Goal —
Rewrite the data below, changing every "instance" to "occurrence" and leaving everything else the same.

Raw data —

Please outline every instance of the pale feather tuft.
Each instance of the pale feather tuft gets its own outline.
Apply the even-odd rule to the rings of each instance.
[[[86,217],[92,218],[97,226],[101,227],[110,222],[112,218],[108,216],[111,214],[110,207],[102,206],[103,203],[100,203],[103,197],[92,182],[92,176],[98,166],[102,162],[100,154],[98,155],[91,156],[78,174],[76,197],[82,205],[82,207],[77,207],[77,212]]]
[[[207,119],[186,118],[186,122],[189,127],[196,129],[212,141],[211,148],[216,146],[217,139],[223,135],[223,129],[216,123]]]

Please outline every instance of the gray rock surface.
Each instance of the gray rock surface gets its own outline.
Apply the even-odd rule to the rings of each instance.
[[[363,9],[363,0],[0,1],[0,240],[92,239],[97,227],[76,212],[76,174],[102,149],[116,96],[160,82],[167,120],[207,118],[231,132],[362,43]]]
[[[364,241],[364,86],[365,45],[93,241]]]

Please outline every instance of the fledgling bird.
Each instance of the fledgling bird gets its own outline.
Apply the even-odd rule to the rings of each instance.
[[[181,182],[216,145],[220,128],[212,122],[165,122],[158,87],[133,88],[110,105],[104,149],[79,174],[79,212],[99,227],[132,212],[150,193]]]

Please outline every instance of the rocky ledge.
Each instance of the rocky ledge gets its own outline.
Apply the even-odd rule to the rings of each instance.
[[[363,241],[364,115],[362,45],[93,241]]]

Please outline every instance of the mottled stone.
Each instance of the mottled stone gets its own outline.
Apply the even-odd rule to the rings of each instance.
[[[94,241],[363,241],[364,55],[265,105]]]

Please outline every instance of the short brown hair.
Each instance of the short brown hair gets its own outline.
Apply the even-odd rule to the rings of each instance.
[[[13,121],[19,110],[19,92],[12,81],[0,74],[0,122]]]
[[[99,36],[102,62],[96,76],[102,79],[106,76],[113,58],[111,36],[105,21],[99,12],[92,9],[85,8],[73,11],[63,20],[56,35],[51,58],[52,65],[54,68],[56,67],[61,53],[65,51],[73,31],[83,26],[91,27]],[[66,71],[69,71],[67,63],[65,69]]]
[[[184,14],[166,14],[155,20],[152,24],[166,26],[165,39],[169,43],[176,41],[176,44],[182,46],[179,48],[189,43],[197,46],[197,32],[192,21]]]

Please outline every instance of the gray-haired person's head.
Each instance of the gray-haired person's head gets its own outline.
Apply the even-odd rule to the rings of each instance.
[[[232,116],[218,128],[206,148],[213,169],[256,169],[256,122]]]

Exercise answer —
Please outline every occurrence of the pale feather tuft.
Each occurrence of the pale feather tuft gets its own outline.
Apply the even-odd rule to the rings of each occurrence.
[[[86,217],[92,218],[97,226],[101,227],[110,222],[112,218],[108,216],[111,214],[110,207],[102,206],[103,203],[100,203],[103,197],[92,182],[92,176],[98,166],[102,162],[100,154],[98,155],[91,156],[78,174],[76,197],[82,205],[82,207],[77,207],[77,212]]]
[[[207,119],[186,118],[186,122],[189,127],[196,129],[212,141],[211,148],[216,146],[217,139],[223,135],[223,129],[216,123]]]

Please outline every occurrence of the gray rock surface.
Each occurrence of the gray rock surface gets its own outline.
Apply the even-odd rule to the rings of each occurrence.
[[[363,9],[363,0],[0,1],[0,240],[92,239],[97,227],[76,212],[76,174],[102,149],[116,96],[160,82],[167,120],[207,118],[231,132],[362,43]]]
[[[364,241],[364,86],[365,45],[93,241]]]

Please outline every occurrence of the fledgling bird.
Each occurrence of the fledgling bird gets its own outline.
Apply the even-odd rule to the rings of each occurrence.
[[[181,182],[216,145],[220,128],[212,122],[165,122],[158,87],[133,88],[110,105],[104,149],[79,174],[79,212],[99,227],[132,212],[150,193]]]

Please outline every occurrence of the rocky ledge.
Each occurrence of the rocky ledge gets its own outline.
Apply the even-odd rule to the rings of each occurrence.
[[[363,241],[364,115],[362,45],[93,241]]]

Please outline every occurrence of the mottled stone.
Each occurrence of the mottled stone gets its own outline.
Apply the even-odd rule to the rings of each occurrence.
[[[94,241],[363,241],[364,55],[265,105]]]

Please outline every occurrence of the short brown hair.
Each occurrence of the short brown hair gets its own outline.
Apply the even-odd rule to the rings of each occurrence.
[[[13,121],[19,110],[19,92],[12,81],[0,74],[0,122]]]
[[[99,36],[102,62],[96,76],[102,79],[106,76],[113,58],[111,36],[105,21],[99,12],[92,9],[85,8],[73,11],[63,20],[56,35],[51,58],[52,65],[54,68],[56,67],[61,53],[65,51],[73,31],[83,26],[91,27]],[[66,71],[69,71],[67,63],[65,69]]]
[[[184,14],[166,14],[155,20],[152,24],[166,26],[165,39],[169,43],[176,41],[176,44],[182,46],[179,48],[189,43],[197,46],[197,32],[192,21]]]

Please outline every occurrence of the gray-haired person's head.
Each occurrence of the gray-haired person's head gets its own outline.
Apply the even-odd rule to the rings of each occurrence.
[[[232,116],[218,128],[206,148],[213,169],[256,169],[256,122]]]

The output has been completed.